* **Exercise**: Write out only the tail of the records, beginning at the line containing "Could you please mark the hazy" and including the last line, exactly as written.
**** Extracted entries
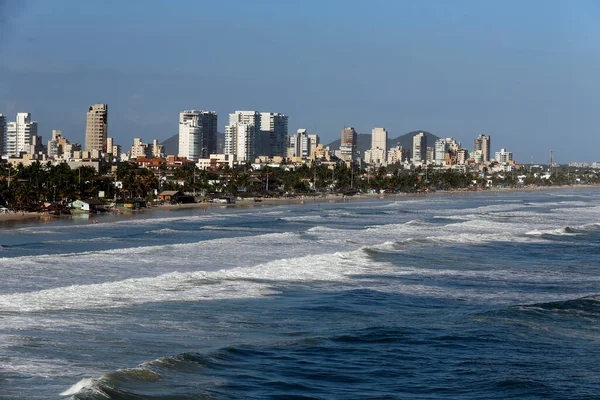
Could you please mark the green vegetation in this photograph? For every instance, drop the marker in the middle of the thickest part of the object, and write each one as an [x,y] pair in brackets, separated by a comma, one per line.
[26,187]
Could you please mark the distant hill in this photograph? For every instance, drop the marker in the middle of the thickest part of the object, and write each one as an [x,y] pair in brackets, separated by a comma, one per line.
[171,145]
[364,141]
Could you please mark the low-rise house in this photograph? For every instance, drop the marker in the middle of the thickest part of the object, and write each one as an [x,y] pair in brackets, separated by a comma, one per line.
[89,205]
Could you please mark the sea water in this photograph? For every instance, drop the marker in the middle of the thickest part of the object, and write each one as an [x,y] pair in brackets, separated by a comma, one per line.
[484,296]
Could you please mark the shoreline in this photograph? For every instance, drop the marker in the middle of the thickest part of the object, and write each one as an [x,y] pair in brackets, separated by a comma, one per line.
[8,220]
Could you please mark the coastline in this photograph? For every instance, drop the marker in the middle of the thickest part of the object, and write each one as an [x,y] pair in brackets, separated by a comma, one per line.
[10,219]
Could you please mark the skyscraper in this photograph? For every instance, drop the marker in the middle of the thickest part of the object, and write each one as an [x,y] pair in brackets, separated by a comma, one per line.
[274,126]
[96,129]
[240,134]
[19,134]
[482,143]
[348,144]
[378,153]
[420,147]
[379,139]
[240,141]
[2,133]
[299,144]
[197,134]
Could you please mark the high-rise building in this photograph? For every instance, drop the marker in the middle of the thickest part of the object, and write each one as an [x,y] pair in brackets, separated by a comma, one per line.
[197,134]
[157,149]
[240,134]
[300,145]
[349,144]
[2,132]
[483,143]
[441,148]
[53,143]
[420,147]
[314,141]
[240,141]
[19,135]
[377,155]
[504,156]
[110,143]
[274,128]
[140,149]
[96,129]
[379,139]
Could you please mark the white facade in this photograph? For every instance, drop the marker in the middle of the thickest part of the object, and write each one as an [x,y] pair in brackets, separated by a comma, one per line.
[240,134]
[504,156]
[2,132]
[419,147]
[441,148]
[96,127]
[377,155]
[190,132]
[19,134]
[215,160]
[483,143]
[348,144]
[379,139]
[314,141]
[140,149]
[240,141]
[299,145]
[275,125]
[197,133]
[394,155]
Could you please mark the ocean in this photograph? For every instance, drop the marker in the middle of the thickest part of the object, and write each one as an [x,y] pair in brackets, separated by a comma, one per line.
[491,295]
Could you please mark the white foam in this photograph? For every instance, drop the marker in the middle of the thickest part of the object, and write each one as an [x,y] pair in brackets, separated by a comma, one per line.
[302,218]
[86,383]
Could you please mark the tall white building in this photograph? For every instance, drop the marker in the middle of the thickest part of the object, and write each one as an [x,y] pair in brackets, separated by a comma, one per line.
[2,132]
[314,141]
[19,135]
[419,147]
[348,144]
[504,156]
[379,139]
[377,155]
[483,143]
[441,148]
[96,128]
[240,134]
[240,141]
[274,128]
[299,145]
[197,134]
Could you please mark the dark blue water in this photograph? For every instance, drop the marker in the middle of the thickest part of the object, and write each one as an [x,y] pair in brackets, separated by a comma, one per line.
[481,296]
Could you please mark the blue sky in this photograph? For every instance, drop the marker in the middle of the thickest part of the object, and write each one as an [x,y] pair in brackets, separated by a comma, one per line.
[525,72]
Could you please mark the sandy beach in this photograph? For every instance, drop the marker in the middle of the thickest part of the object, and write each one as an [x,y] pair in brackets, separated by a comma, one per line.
[10,218]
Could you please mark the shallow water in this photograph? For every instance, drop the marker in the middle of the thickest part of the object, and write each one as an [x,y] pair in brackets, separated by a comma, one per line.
[488,295]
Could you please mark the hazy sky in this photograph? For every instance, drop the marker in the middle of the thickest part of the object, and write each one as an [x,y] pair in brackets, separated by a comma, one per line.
[525,72]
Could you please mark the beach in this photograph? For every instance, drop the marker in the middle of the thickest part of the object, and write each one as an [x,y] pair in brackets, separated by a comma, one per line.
[413,296]
[12,218]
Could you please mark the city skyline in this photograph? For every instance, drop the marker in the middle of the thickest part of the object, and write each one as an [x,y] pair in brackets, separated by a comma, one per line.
[454,69]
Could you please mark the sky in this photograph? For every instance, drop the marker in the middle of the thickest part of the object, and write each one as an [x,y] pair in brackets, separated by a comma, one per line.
********
* **Answer in full**:
Could you please mark the hazy sky in this photograph? For every instance, drop the marker in the middle of the thickest part of the object, and write each one as an [x,y] pair in brackets, separated by a comma, one per line.
[525,72]
Could you please mark the beach in this photograph? For every instance, drop the marker in the middle of the thickest part of the object, and write each one as an [x,y] pair in brackets, separated by a comma, one per line.
[413,296]
[12,218]
Could you please mark the city skyline in this photograph? For every instance, drop the marker in the middle of the thickest part of the object, and write each one as an [x,y] pair in brackets, separated by a comma, one per line.
[454,69]
Could you please mark the sky in this photograph? For every instance, drop the marker in the middle of the thickest part of the object, and write each one as an [x,y] pair in brackets, separated by a comma, one per line.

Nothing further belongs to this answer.